▶ Work to complete: Every entry must be transcribed exactly as written.

Segment Start: Record set

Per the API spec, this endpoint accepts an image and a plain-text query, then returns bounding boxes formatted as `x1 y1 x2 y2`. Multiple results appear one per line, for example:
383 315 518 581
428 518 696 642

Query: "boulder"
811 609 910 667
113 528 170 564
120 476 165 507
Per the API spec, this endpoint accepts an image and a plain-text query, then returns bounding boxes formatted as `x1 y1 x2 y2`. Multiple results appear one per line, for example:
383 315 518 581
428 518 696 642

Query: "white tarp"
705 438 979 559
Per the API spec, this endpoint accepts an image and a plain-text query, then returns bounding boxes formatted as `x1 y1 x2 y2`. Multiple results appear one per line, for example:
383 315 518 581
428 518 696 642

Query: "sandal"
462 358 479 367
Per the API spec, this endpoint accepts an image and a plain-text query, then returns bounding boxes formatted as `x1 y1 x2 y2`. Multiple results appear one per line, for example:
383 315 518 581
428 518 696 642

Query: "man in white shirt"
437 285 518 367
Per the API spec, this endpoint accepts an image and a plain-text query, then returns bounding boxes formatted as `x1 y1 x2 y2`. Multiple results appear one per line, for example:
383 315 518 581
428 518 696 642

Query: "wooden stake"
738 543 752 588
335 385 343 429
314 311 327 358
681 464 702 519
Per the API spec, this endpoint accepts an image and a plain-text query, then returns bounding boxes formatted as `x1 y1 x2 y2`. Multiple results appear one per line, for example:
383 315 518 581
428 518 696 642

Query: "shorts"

Segment End: Record set

▶ Finished task:
Per the API spec, this endpoint accepts an image and a plain-text query, then returns bounding boxes formatted as `x1 y1 x2 y2`. Multiple results appear one per line, for example:
383 315 518 581
428 518 696 642

Query: "boulder"
811 609 910 667
113 528 170 564
120 476 165 507
Per the API spec, this endpoint accepts an image and a plain-text query, then returns bounding boxes formatted as `x1 y1 x2 y2`. Multiple results appear one per line, for example:
383 315 518 581
428 518 696 642

Query: "white tarp"
705 438 979 559
Per the API spec, this endpoint accepts an image and a plain-text query, then returns bounding boxes formatted as `x1 y1 x2 y2`. Multiple results appear one per line, for example:
383 315 518 581
428 518 696 642

Query: "sandal"
462 358 479 367
Per the API spec, this endpoint accepts an image and a plain-text query, then returns bounding boxes formatted as `x1 y1 x2 y2`. Multiple results appear one per line, for example:
383 315 518 581
428 518 696 642

Query: "man in white shirt"
437 285 518 367
Per the API spec, this endpoint accepts an image and a plain-text query, then returns bounding boxes formatted as `x1 y1 x2 y2`. Multiple results appear one per line, for example:
383 315 518 581
428 518 696 642

Query: "wooden stake"
738 543 752 588
335 385 343 429
314 311 327 358
681 464 702 519
Per the API spec, this endpoint accepts an image and a plain-text query, then returns bounding boxes formatted as `x1 y1 x2 y2`. Multiple results appear one per line, for example:
383 315 518 581
428 518 696 642

Query: "shorts"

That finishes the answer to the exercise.